RECORDS SHOWN »
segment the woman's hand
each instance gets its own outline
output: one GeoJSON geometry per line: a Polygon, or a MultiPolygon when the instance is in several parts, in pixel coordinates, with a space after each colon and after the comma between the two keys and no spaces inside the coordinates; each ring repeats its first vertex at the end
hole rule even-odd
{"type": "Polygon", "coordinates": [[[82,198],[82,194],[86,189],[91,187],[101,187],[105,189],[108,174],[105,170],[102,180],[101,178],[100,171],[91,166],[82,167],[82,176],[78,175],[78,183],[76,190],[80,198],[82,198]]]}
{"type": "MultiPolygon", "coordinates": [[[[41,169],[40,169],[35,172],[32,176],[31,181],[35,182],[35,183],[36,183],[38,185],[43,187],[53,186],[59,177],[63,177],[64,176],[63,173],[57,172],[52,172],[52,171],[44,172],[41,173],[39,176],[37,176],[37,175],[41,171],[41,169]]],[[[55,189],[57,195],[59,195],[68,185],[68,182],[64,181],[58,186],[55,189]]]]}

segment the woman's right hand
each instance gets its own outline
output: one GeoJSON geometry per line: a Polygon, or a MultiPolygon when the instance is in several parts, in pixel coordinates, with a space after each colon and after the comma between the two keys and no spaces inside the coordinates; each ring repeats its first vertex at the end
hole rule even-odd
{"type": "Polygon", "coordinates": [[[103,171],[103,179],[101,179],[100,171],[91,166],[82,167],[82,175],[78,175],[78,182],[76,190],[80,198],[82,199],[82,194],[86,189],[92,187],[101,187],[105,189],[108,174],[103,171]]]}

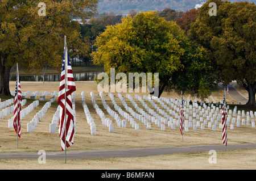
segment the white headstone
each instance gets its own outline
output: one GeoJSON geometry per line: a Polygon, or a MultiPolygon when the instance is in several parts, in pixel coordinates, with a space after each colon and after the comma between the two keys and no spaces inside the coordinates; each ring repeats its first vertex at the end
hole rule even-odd
{"type": "Polygon", "coordinates": [[[126,128],[126,120],[122,120],[122,128],[126,128]]]}
{"type": "Polygon", "coordinates": [[[164,124],[162,124],[161,125],[161,131],[166,131],[166,125],[164,124]]]}
{"type": "Polygon", "coordinates": [[[90,134],[92,135],[96,135],[96,127],[92,126],[90,129],[90,134]]]}
{"type": "Polygon", "coordinates": [[[33,132],[33,130],[34,130],[33,125],[31,123],[27,123],[27,131],[28,132],[33,132]]]}
{"type": "Polygon", "coordinates": [[[151,129],[151,125],[150,123],[147,123],[147,129],[151,129]]]}
{"type": "Polygon", "coordinates": [[[216,126],[215,125],[212,125],[212,130],[213,131],[216,131],[216,126]]]}
{"type": "Polygon", "coordinates": [[[110,124],[109,125],[109,132],[110,133],[114,132],[114,124],[110,124]]]}
{"type": "Polygon", "coordinates": [[[55,133],[55,132],[56,132],[56,123],[52,123],[49,124],[49,132],[50,133],[55,133]]]}
{"type": "Polygon", "coordinates": [[[201,129],[204,129],[204,124],[201,124],[201,129]]]}
{"type": "Polygon", "coordinates": [[[139,130],[139,124],[137,123],[134,125],[134,129],[135,130],[139,130]]]}
{"type": "Polygon", "coordinates": [[[232,130],[234,129],[234,124],[230,124],[230,129],[232,130]]]}

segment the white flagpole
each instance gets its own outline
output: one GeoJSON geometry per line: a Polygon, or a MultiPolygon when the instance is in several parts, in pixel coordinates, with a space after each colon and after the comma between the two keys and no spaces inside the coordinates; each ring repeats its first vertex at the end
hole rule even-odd
{"type": "Polygon", "coordinates": [[[19,70],[18,69],[18,63],[16,64],[16,69],[17,69],[17,72],[16,72],[16,91],[17,91],[17,94],[16,94],[16,96],[17,96],[17,119],[16,119],[16,124],[17,125],[17,149],[19,149],[19,125],[18,125],[18,119],[19,119],[19,78],[18,78],[19,76],[19,70]]]}
{"type": "Polygon", "coordinates": [[[65,36],[65,163],[67,162],[67,154],[66,154],[66,87],[67,87],[67,69],[68,68],[67,64],[67,42],[66,36],[65,36]]]}

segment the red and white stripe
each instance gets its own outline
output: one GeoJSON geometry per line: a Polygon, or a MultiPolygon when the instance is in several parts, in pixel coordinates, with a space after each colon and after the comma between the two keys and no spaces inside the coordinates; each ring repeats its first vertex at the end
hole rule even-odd
{"type": "MultiPolygon", "coordinates": [[[[65,45],[65,47],[67,47],[65,45]]],[[[59,135],[61,143],[61,149],[65,148],[65,105],[66,106],[66,148],[74,143],[74,116],[72,113],[72,93],[76,91],[76,86],[70,64],[67,48],[64,48],[62,71],[60,77],[58,103],[60,106],[59,135]],[[67,62],[66,62],[67,61],[67,62]],[[65,66],[67,66],[67,68],[65,66]],[[67,68],[67,79],[65,71],[67,68]],[[66,104],[65,104],[65,82],[66,81],[66,104]]]]}
{"type": "Polygon", "coordinates": [[[17,77],[16,80],[15,94],[14,97],[14,111],[13,113],[13,127],[19,138],[21,137],[20,112],[21,110],[22,100],[22,97],[20,82],[19,82],[19,70],[17,64],[17,77]]]}
{"type": "Polygon", "coordinates": [[[183,99],[181,95],[181,103],[180,104],[180,131],[181,135],[184,134],[184,110],[183,110],[183,99]]]}
{"type": "Polygon", "coordinates": [[[226,100],[224,96],[224,101],[222,107],[222,113],[221,116],[221,124],[222,124],[222,144],[226,146],[228,141],[227,132],[226,132],[226,100]]]}

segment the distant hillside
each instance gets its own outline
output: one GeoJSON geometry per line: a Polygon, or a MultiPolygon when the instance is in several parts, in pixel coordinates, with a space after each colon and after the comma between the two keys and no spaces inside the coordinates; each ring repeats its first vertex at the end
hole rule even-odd
{"type": "MultiPolygon", "coordinates": [[[[98,12],[115,14],[129,14],[131,10],[136,12],[144,11],[160,11],[165,8],[170,8],[185,12],[195,8],[196,5],[206,2],[207,0],[99,0],[98,12]]],[[[230,0],[231,2],[245,1],[230,0]]],[[[255,3],[255,0],[247,1],[255,3]]]]}

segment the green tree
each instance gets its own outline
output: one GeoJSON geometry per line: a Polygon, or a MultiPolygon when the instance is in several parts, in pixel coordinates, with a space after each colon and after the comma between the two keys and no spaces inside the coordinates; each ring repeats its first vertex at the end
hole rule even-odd
{"type": "Polygon", "coordinates": [[[93,61],[109,75],[114,68],[116,73],[159,73],[159,87],[151,93],[159,97],[171,89],[203,96],[214,82],[211,63],[207,50],[193,44],[174,22],[156,11],[140,12],[107,27],[96,39],[93,61]]]}
{"type": "Polygon", "coordinates": [[[97,47],[95,47],[94,43],[96,39],[100,33],[104,31],[105,26],[84,24],[81,24],[81,36],[82,40],[84,40],[85,42],[88,42],[89,44],[89,53],[84,53],[79,54],[79,57],[85,62],[85,65],[88,66],[89,62],[92,60],[90,56],[92,52],[96,51],[97,47]]]}
{"type": "Polygon", "coordinates": [[[189,33],[191,24],[196,22],[199,16],[198,11],[199,10],[192,9],[189,11],[183,13],[181,18],[177,18],[174,19],[174,21],[180,28],[185,31],[187,35],[189,33]]]}
{"type": "Polygon", "coordinates": [[[64,35],[69,49],[86,49],[86,44],[77,44],[79,24],[71,20],[92,15],[98,1],[43,1],[46,14],[41,16],[42,1],[0,2],[0,95],[10,95],[10,70],[16,62],[27,71],[60,69],[64,35]]]}
{"type": "Polygon", "coordinates": [[[256,107],[256,6],[247,2],[208,1],[191,27],[191,37],[210,50],[220,81],[237,81],[247,91],[246,106],[256,107]],[[208,5],[217,5],[210,16],[208,5]]]}

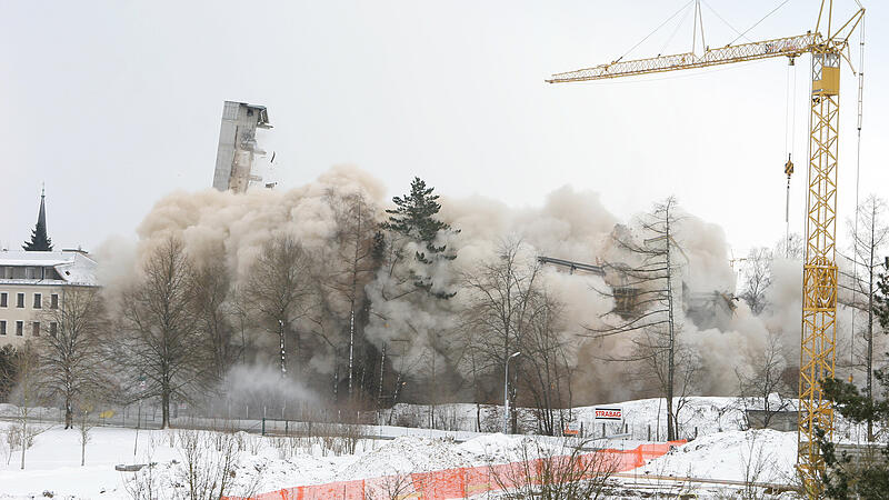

PROBLEM TO SOLVE » Count the lines of the entries above that contain the word "segment", treating case as significant, and give only the number.

TASK RESULT » 7